== BRANO SCELTO ==

Ricordo di Don Giuseppe Melle (1881 – 1973) nel cinquantesimo della morte. Affrescò la Basilica Minore di Santa Maria Ausiliatrice in Roma/Tuscolana.
Nei primi anni Sessanta del Novecento frequentavo la Scuola Media, poi il liceo classico, a Roma presso i Salesiani del Pio XI, luogo di eccellenza per lo studio e la funzione educatrice, luogo di studio e di amicizie, di un vissuto significativo, visto che si era negli anni del boom economico. 1961,1962, 1963, 1964, e oltre, Roma, l’Italia viaggiava verso l’alto, ancor più Roma, la Roma del dopoguerra che conosco palmo palmo; qui al Pio XI, anni di studio, di aule, di lezioni, di giochi, di gite per l’Italia e all’estero, di vacanze estive in montagna a Saint-Jacques/Champoluc in Val d’Aosta. Direttori del Pio XI sono stati in quel tempo Don Amedeo Verdecchia (che ho rivisto a Loreto in ospedale nei primi anni Duemila) e Don Marco Saba, un galantuomo d’una umanità introvabile. Annesso all’Istituto la Basilica Minore di Santa Maria Ausiliatrice dov’era parroco Don Giuseppe Piemontese. E i ricordi lasciano affiorare anche i nomi di salesiani, per me preziosi, come Don Giovanni Canu, Don Giacomo Duranti, Don Michele Gillone, e altri ancora. E in quegli anni negli intervalli settimanali andavo spesso a trovare mia cugina Maria Franza che lavorava presso la Direzione Generale dei Monopoli di Stato in Piazza Mastai. Ebbene, nelle pause di studio e di gioco, non dimentico le visite che facevo nella Basilica di Santa Maria Ausiliatrice -scendevo dalle scale interne al cortile del Pio XI, passando poi dalla sacrestia- per ammirare i lavori di affresco dell’intera chiesa che andava facendo Don Giuseppe Melle. Ero stupito dal vedere muoversi su e giù per le impalcature quel piccolo prete che riusciva ad affrescare da solo, mirabilmente, la storia sacra antica e moderna, ad onorare l’Ausiliatrice, e ad affrescare spazi così vasti, direi infiniti. Affreschi che facevo contemplare anche a mia madre Ada Damiani, la quale era ancor più meravigliata per così tali bellezze in esecuzione.
Don Giuseppe Melle, salesiano, è nato a Saluggia (Torino) l’8 aprile 1881 ed è morto a Bari il 29 maggio 1973. Segretario del Cappellano Militare di un ospedale di campo, per l’Ufficio Notizie, nella prima guerra mondiale, Cappellano Militare nella guerra etiopica e Cappellano Militare nella seconda guerra mondiale, dimostrò sempre un grande spirito di sacrificio e un forte attaccamento al dovere. Nel corso della sua vita fu un validissimo insegnante di materie teologiche, per le cui discipline era particolarmente inclinato. Le sue opere più valide e più impegnative: gli affreschi dipinti per tutta la chiesa del Redentore a Bari (1941 termine delle pitture), la chiesa Basilica di Maria Ausiliatrice in Roma (1965 termine delle pitture) e quelli della chiesa di san Giuseppe a Molfetta (1968 termine delle pitture).

===

### COMPITO RICHIESTO 1
Nel testo su Don Giuseppe Melle, dove e quando è nato il sacerdote?

== VOCI FORNITE ==

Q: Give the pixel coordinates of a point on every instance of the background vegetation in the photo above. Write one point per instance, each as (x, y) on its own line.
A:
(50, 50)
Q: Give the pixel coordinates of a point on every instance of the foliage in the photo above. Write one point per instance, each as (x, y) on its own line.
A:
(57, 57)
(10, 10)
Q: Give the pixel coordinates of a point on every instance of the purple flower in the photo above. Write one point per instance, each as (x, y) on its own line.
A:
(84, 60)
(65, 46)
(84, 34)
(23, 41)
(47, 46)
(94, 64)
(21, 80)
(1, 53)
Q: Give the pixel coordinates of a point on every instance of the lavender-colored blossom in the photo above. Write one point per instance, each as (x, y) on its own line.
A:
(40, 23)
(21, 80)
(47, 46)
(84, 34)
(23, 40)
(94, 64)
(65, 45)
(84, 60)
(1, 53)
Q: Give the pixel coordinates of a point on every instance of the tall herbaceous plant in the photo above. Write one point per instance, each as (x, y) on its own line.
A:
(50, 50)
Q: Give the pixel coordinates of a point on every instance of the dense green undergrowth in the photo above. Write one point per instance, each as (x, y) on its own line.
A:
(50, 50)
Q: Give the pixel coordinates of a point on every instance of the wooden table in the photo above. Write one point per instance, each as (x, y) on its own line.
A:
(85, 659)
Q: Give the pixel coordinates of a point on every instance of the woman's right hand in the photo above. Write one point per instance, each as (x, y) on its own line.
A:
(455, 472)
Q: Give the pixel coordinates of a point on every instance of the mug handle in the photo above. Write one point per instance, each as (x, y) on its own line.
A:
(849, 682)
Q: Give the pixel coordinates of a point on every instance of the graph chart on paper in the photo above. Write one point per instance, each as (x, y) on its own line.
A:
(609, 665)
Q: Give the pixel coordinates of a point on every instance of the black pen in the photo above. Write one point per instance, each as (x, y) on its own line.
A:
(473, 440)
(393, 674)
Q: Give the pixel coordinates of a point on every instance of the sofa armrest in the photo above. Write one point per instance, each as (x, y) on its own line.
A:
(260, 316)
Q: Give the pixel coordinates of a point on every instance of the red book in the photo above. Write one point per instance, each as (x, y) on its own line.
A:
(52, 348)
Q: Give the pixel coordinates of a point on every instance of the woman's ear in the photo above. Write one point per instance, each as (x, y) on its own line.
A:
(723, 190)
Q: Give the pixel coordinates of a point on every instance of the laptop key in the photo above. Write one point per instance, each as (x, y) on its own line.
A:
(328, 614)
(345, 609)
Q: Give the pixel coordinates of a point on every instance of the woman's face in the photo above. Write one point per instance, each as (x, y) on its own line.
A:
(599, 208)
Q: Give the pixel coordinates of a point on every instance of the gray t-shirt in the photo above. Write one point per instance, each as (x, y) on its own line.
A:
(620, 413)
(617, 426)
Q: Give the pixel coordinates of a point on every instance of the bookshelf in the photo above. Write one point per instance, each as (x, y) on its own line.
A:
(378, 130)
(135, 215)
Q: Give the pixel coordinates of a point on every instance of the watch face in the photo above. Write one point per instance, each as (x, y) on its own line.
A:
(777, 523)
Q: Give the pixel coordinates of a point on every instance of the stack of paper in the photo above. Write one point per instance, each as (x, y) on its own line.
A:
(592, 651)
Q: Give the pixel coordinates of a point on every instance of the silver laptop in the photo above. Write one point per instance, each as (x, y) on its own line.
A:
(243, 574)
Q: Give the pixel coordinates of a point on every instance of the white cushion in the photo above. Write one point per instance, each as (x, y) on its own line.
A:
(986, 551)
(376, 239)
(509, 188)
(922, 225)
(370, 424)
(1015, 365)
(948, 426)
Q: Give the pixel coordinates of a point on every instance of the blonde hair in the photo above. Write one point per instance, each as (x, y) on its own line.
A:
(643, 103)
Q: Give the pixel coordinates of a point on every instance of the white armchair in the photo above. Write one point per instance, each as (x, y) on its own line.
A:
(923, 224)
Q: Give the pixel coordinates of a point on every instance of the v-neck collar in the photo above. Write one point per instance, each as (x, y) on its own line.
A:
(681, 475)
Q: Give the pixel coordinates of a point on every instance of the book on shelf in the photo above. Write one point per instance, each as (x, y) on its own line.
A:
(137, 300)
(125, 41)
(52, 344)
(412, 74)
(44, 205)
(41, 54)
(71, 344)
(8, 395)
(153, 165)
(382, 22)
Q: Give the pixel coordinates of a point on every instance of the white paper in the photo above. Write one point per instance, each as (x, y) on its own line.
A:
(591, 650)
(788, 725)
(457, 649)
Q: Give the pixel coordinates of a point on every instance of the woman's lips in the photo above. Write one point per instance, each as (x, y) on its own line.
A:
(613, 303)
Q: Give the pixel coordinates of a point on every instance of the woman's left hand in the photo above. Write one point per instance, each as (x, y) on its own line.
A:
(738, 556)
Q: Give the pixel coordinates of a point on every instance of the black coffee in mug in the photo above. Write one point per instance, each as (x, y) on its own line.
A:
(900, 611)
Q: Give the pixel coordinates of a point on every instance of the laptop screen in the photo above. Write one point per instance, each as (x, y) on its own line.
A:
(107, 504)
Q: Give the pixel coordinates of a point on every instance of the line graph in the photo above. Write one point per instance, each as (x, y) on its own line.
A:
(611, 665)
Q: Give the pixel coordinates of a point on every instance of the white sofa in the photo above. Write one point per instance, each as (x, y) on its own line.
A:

===

### COMPITO RICHIESTO 2
Cita testualmente le righe dell'elenco che vanno da quella con "the woman's left" fino all'ultima riga dell'elenco, incluse entrambe.

### RISPOSTA CORRETTA 1
A Saluggia (Torino), l'8 aprile 1881.

### RISPOSTA CORRETTA 2
Q: Give the pixel coordinates of a point on every instance of the woman's left hand in the photo above. Write one point per instance, each as (x, y) on its own line.
A:
(738, 556)
Q: Give the pixel coordinates of a point on every instance of the black coffee in mug in the photo above. Write one point per instance, each as (x, y) on its own line.
A:
(900, 611)
Q: Give the pixel coordinates of a point on every instance of the laptop screen in the photo above. Write one point per instance, each as (x, y) on its own line.
A:
(107, 504)
Q: Give the pixel coordinates of a point on every instance of the line graph in the photo above. Write one point per instance, each as (x, y) on its own line.
A:
(611, 665)
Q: Give the pixel coordinates of a point on every instance of the white sofa in the photo above. Write one point per instance, each as (x, y) on its own line.
A:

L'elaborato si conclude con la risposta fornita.